— START Extracted records —

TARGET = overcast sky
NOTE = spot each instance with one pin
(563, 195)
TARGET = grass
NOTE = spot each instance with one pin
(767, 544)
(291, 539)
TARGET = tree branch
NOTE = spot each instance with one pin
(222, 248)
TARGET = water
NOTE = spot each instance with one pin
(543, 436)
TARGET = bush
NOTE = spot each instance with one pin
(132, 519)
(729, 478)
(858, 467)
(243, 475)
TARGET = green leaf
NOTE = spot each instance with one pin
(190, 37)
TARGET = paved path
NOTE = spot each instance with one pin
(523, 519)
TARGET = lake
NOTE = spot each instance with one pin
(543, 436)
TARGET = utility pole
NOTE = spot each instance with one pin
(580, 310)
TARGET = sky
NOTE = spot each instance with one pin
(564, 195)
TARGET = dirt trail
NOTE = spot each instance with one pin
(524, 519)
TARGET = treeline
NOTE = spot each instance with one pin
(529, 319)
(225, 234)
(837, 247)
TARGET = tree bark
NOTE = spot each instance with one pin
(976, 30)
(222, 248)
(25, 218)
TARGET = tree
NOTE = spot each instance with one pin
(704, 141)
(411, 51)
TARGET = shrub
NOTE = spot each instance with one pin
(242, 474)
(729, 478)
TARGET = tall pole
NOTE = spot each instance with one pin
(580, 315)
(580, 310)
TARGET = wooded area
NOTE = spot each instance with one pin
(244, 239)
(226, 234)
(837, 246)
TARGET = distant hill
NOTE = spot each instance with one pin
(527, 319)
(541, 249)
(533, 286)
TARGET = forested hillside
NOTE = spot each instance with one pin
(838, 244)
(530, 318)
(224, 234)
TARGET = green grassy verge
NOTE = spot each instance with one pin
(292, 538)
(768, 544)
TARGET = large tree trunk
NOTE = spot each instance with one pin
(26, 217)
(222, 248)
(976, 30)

— END Extracted records —

Exercise directions » Express every line of the listing above as a numbered list, leaving out any blank lines.

Reply to the task »
1. TARGET = overcast sky
2. NOTE = spot each instance with one pin
3. (563, 195)
4. TARGET = grass
5. NOTE = spot each instance with one pin
6. (767, 544)
7. (291, 539)
8. TARGET = tree branch
9. NOTE = spot each instance with one pin
10. (222, 248)
11. TARGET = water
12. NOTE = spot each instance with one pin
13. (543, 436)
14. TARGET = bush
15. NOTE = spot each instance with one pin
16. (132, 519)
17. (729, 478)
18. (858, 467)
19. (243, 475)
20. TARGET = green leaf
21. NOTE = spot each instance with one pin
22. (190, 37)
23. TARGET = paved path
24. NOTE = spot each instance with one pin
25. (523, 519)
26. TARGET = lake
27. NOTE = spot each instance with one pin
28. (543, 436)
29. TARGET = utility pole
30. NOTE = spot each instance with one pin
31. (580, 310)
32. TARGET = sky
33. NOTE = spot each instance with one pin
34. (564, 195)
35. TARGET = dirt trail
36. NOTE = spot each instance with one pin
37. (524, 519)
38. TARGET = treeline
39. NOTE = spot each instance with one pin
40. (529, 319)
41. (225, 234)
42. (837, 247)
43. TARGET = tree bark
44. NOTE = spot each instance with one pin
45. (976, 30)
46. (222, 248)
47. (25, 218)
48. TARGET = tree
49. NOTE = spot each instance with one pin
50. (704, 141)
51. (411, 51)
52. TARGET = shrub
53. NOTE = spot each instance with one pin
54. (242, 474)
55. (729, 478)
56. TARGET = tall pole
57. NOTE = spot each instance with one pin
58. (580, 315)
59. (580, 310)
60. TARGET = wooded area
61. NOTE = spot each instance with one pin
62. (244, 239)
63. (226, 234)
64. (837, 246)
65. TARGET = distant hill
66. NOTE = spot each instance with one pin
67. (527, 319)
68. (541, 249)
69. (533, 286)
70. TARGET = forested hillside
71. NOTE = spot each instance with one pin
72. (838, 244)
73. (530, 318)
74. (224, 234)
75. TARGET = green grassy verge
76. NOTE = spot each instance with one pin
77. (292, 538)
78. (768, 544)
79. TARGET = large tree trunk
80. NOTE = spot each instance with one pin
81. (26, 217)
82. (222, 248)
83. (976, 30)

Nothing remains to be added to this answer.